--- WHAT THE TASK ASKS ---
Output every entry below word for word, without its pictures.

--- DATASET ENTRIES ---
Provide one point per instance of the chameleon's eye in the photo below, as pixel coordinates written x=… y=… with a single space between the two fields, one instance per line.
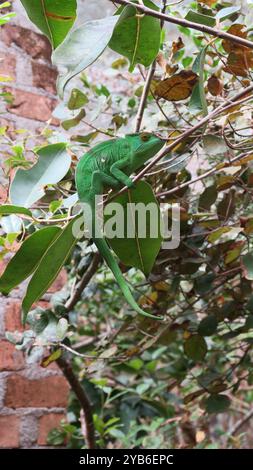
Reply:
x=145 y=136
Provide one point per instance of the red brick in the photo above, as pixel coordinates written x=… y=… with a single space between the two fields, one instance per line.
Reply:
x=44 y=77
x=9 y=431
x=8 y=65
x=10 y=357
x=31 y=105
x=13 y=316
x=46 y=392
x=46 y=424
x=35 y=45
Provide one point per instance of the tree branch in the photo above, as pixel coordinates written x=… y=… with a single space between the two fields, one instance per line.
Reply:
x=144 y=96
x=188 y=24
x=149 y=77
x=235 y=100
x=241 y=423
x=83 y=399
x=70 y=304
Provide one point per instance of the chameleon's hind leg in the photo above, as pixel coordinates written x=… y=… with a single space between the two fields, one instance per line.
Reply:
x=99 y=180
x=116 y=171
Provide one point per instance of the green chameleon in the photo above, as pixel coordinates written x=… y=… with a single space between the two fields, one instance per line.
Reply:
x=110 y=164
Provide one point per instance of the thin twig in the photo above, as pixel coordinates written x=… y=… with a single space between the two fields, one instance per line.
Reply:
x=148 y=81
x=144 y=96
x=235 y=100
x=188 y=24
x=83 y=399
x=83 y=282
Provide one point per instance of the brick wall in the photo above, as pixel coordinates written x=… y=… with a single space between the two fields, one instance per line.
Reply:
x=32 y=399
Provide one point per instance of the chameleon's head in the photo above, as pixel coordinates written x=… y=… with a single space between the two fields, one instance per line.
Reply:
x=144 y=146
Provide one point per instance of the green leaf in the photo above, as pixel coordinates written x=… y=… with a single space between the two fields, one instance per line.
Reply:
x=217 y=403
x=204 y=283
x=9 y=209
x=62 y=328
x=208 y=197
x=69 y=123
x=225 y=13
x=53 y=17
x=25 y=261
x=196 y=17
x=81 y=48
x=214 y=145
x=208 y=326
x=137 y=37
x=11 y=224
x=77 y=99
x=137 y=251
x=247 y=263
x=49 y=267
x=195 y=348
x=28 y=185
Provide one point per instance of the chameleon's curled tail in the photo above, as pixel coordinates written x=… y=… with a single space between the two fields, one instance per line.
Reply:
x=107 y=255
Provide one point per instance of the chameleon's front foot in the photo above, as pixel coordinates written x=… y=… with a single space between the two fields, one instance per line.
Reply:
x=131 y=184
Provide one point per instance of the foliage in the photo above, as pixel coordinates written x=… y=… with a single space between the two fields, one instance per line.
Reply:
x=143 y=376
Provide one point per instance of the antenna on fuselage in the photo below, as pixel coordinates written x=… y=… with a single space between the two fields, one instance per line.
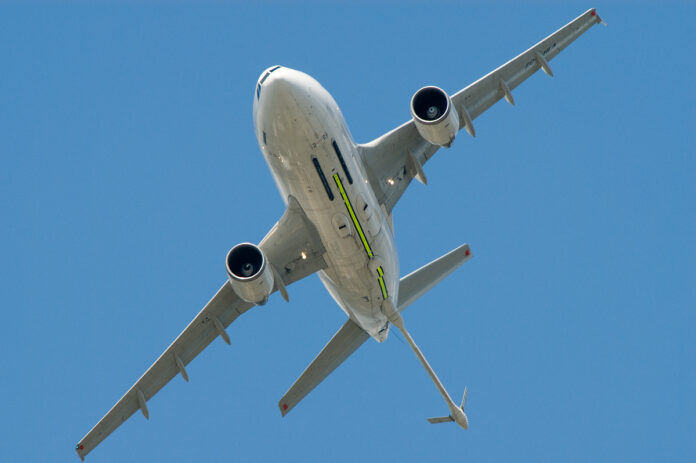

--- ANSWER SPACE ---
Provide one point per instance of the chameleon's eye in the photo below, as pixel coordinates written x=… y=… with a single space between the two fields, one instance per line.
Reply:
x=145 y=136
Provide one point per instance of the red brick in the photo above, as pixel coordinates written x=… y=… with a single space between the two fields, one instance per line.
Reply:
x=44 y=77
x=9 y=431
x=8 y=65
x=10 y=357
x=31 y=105
x=13 y=316
x=46 y=392
x=46 y=424
x=35 y=45
Provide one point per instance of the tree branch in the photo above, as pixel coordinates written x=… y=… with a single space between the two fields, one instance per line.
Reply:
x=144 y=96
x=188 y=24
x=149 y=77
x=235 y=100
x=241 y=423
x=83 y=399
x=70 y=304
Provide one point per instance of the chameleon's hind leg in the photo above, as pixel coordinates written x=… y=… with a single space between the two fields, one instance per line.
Reply:
x=99 y=180
x=116 y=171
Provide one point per instance of the green chameleon in the photo above, as pixel coordinates written x=… y=… with a single space between the two fields, one instance per line.
Reply:
x=110 y=164
Provide one point per instance of the thin twig in the photo above, as pixel coordinates written x=… y=… with a single space between the two fields, one instance per line.
Reply:
x=148 y=81
x=144 y=96
x=235 y=100
x=188 y=24
x=83 y=399
x=83 y=282
Provide one point per instance of the brick wall in the photo above, as pixel coordinates written x=… y=… with a single space between the two fields, one instance per line.
Reply:
x=32 y=399
Provide one point per instance of the chameleon's head in the photo above, as pixel coordinates written x=… y=… with a single space between the two fields, one instance per line.
Reply:
x=144 y=146
Provide one point per instance of the green leaf in the photo above, as pixel coordinates written x=… y=… with a single space between the two fields, one instance per line.
Reply:
x=217 y=403
x=204 y=283
x=9 y=209
x=62 y=328
x=208 y=197
x=69 y=123
x=225 y=13
x=53 y=17
x=25 y=261
x=196 y=17
x=81 y=48
x=214 y=145
x=208 y=326
x=137 y=37
x=11 y=224
x=77 y=99
x=137 y=251
x=247 y=263
x=49 y=267
x=195 y=348
x=28 y=185
Provide one point per instance of the chameleon's curled tail in the photo above, as pixel coordinates written x=… y=… with a single space between the two fields, one instance per line.
Reply:
x=107 y=255
Provide one point per instance of the chameleon's front foot in the photo above, as pixel coordinates written x=… y=… with a single space between the two fields, one instance per line.
Reply:
x=131 y=184
Provide one point per instance of the foliage in the photo above, as pixel coordinates written x=… y=… with a single space between the two fields, one instance per line.
Reply:
x=143 y=376
Provide one point per instance of the antenna on fuselage in the photo below, as pixel coordinates written x=… y=… with a single space between the two fields, one instance per line.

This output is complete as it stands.